→ **Problem**:
A line belongs in the answer if it contains "class"; copy every such line from the entries below.

→ **Supplied records**:
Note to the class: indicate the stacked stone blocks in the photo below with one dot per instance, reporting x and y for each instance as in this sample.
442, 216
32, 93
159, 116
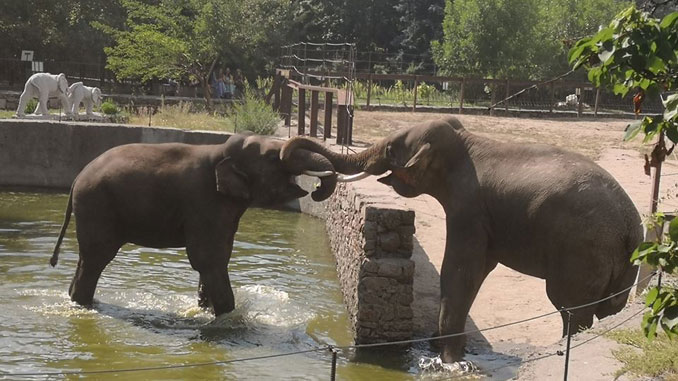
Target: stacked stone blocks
372, 243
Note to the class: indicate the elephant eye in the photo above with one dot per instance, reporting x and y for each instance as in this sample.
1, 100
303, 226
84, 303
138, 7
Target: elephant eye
272, 156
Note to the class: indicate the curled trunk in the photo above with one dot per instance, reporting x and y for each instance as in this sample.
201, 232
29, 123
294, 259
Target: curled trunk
303, 160
371, 160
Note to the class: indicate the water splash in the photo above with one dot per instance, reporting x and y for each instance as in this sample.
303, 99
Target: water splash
433, 365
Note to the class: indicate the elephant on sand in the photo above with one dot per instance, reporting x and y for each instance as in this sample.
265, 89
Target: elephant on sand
43, 86
79, 93
537, 209
180, 195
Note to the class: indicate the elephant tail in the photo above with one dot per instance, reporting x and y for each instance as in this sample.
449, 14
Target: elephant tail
623, 280
67, 218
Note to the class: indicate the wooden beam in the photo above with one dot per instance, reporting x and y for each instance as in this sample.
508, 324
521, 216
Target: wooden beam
314, 114
327, 134
301, 112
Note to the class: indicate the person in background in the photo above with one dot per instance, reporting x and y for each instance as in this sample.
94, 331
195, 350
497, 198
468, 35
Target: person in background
229, 87
239, 81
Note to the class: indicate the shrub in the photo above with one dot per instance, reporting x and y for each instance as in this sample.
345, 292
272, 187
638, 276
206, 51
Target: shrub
254, 114
109, 107
31, 106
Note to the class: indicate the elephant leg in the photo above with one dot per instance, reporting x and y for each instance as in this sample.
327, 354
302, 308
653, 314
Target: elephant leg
217, 291
26, 95
463, 271
77, 99
42, 103
93, 259
563, 294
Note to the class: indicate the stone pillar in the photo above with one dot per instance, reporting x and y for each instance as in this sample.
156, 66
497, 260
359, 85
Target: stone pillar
372, 244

→ **Your solution**:
Note to the class: indicate the stacked stone blocks in the photo below with one dot per instance, reporting x and y for each instance as in this sample.
Note to the class: indicate the elephant eye in the photo above with one dot per instance, reporting x and y for each instance as in this sample.
Note to the class: indicate the curled trunk in the photo above with one dot per instance, reporting x and y for each instance as in this sample.
Note to the class: indicate the water splash in the photo above with one dot per instance, reporting x and y for each instance as in this sample.
Note to the class: indicate the elephant on sand in the photo above with one dot per instance, reporting x and y for each instance as in this sample.
Note to the class: indicate the elephant tail in the photo above with one dot per instance, reporting x and y for each instance as in this sample.
Note to the class: indicate the wooden beam in the photo above with one dot per instance, reporting x and y for each instance as in this sample.
Note to the class: indicate the person in background in the photo above with one dot per instance, reporting x and y for each instance as in this sample.
Note to the class: indicate the shrub in the photo above with one dot per instance, reporting x and y for each instance as in this sample.
Note to the class: indicate the elephant leg in the photo above with one dot per instance, reporting x and y for each instance as in this sample.
Note to the class: indicate the stone pillar in the photo above with one dot per instance, reporting x and y for each instance as in this sample.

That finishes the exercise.